Texte:
------------
Intervention de Catherine Di Folco

Réunion du 3 février 2016 à 14h30
Droit individuel à la formation pour les élus locaux — Suite de la discussion en procédure accélérée et adoption d'une proposition de loi dans le texte de la commission modifié

Photo de Catherine Di FolcoCatherine Di Folco, rapporteur de la commission des lois constitutionnelles, de législation, du suffrage universel, du règlement et d'administration générale :

Monsieur le président, madame la ministre, monsieur le secrétaire d'État, monsieur le président de la commission des lois, mes chers collègues, sur l’initiative du Sénat, à la suite de l’adoption d’un amendement de notre collègue Antoine Lefèvre, l’article 15 de la loi du 31 mars 2015 visant à faciliter l’exercice, par les élus locaux, de leur mandat a ouvert à ces derniers la faculté de se constituer un droit individuel à la formation. Cet article était la concrétisation législative d’une recommandation formulée par l’auteur de cet amendement, au nom de la délégation sénatoriale aux collectivités territoriales et à la décentralisation, qui soulignait à quel point « la question de l’après-mandat est une préoccupation majeure des élus locaux. ». Cet instrument devrait favoriser « la diversification des profils sociologiques des responsables politiques locaux. » M. Sueur vient de le dire.
------------
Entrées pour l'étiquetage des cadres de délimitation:
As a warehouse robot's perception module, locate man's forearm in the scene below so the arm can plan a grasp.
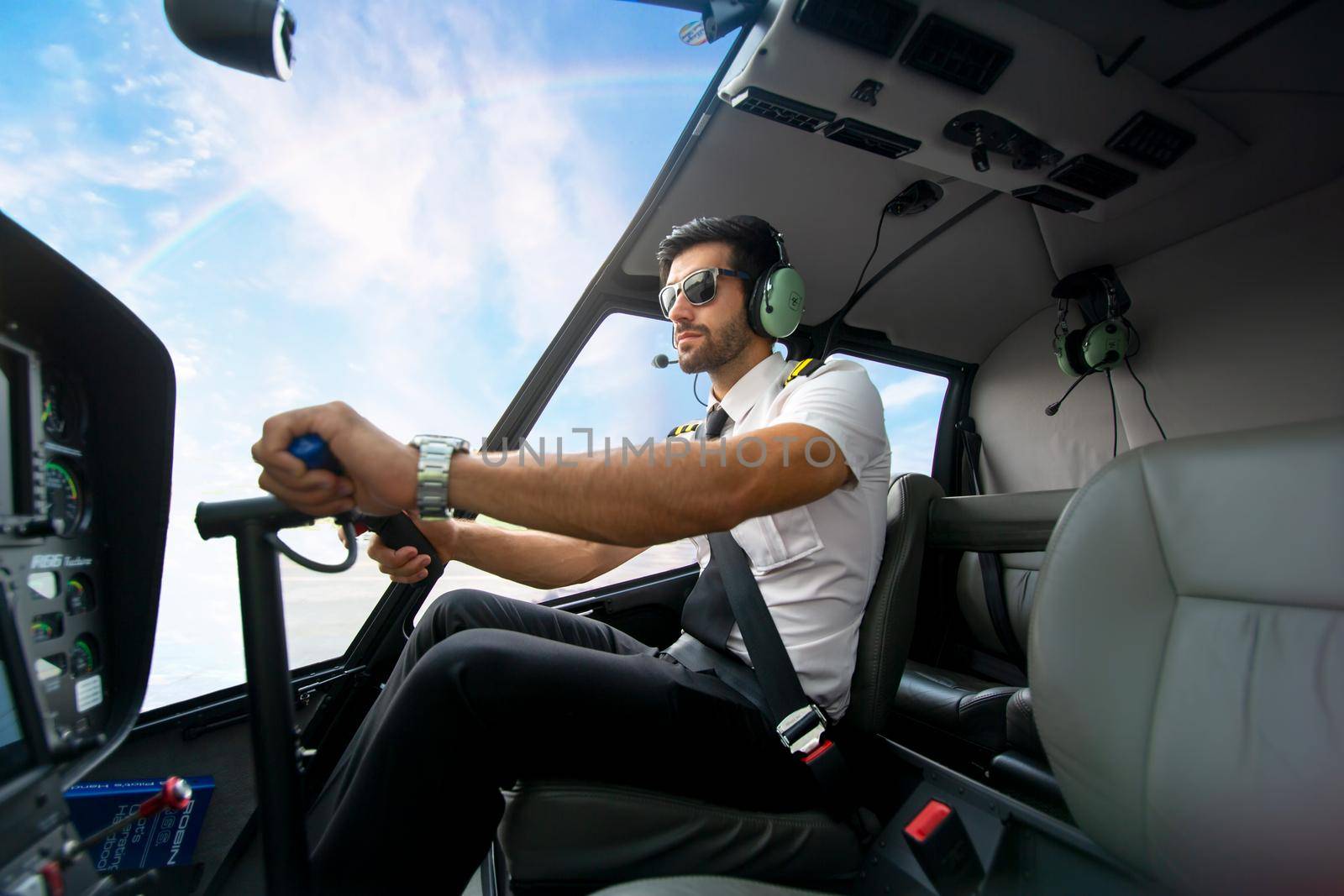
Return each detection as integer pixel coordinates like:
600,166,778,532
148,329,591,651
421,520,638,589
449,426,845,547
------------
Consignes:
1. Renvoyez le passage de l'intervention qui va de « Monsieur le président, madame » jusqu'à « de le dire. ».
2. D'après l'intervention, quel article de la loi du 31 mars 2015 a ouvert aux élus locaux la faculté de se constituer un droit individuel à la formation ?
3. Traduisez en anglais cette phrase de l'intervention : « Cet instrument devrait favoriser « la diversification des profils sociologiques des responsables politiques locaux. » »

Corrigé des exercices:
1.
Monsieur le président, madame la ministre, monsieur le secrétaire d'État, monsieur le président de la commission des lois, mes chers collègues, sur l’initiative du Sénat, à la suite de l’adoption d’un amendement de notre collègue Antoine Lefèvre, l’article 15 de la loi du 31 mars 2015 visant à faciliter l’exercice, par les élus locaux, de leur mandat a ouvert à ces derniers la faculté de se constituer un droit individuel à la formation. Cet article était la concrétisation législative d’une recommandation formulée par l’auteur de cet amendement, au nom de la délégation sénatoriale aux collectivités territoriales et à la décentralisation, qui soulignait à quel point « la question de l’après-mandat est une préoccupation majeure des élus locaux. ». Cet instrument devrait favoriser « la diversification des profils sociologiques des responsables politiques locaux. » M. Sueur vient de le dire.

2. L'article 15.

3. This instrument should promote "the diversification of the sociological profiles of local political leaders."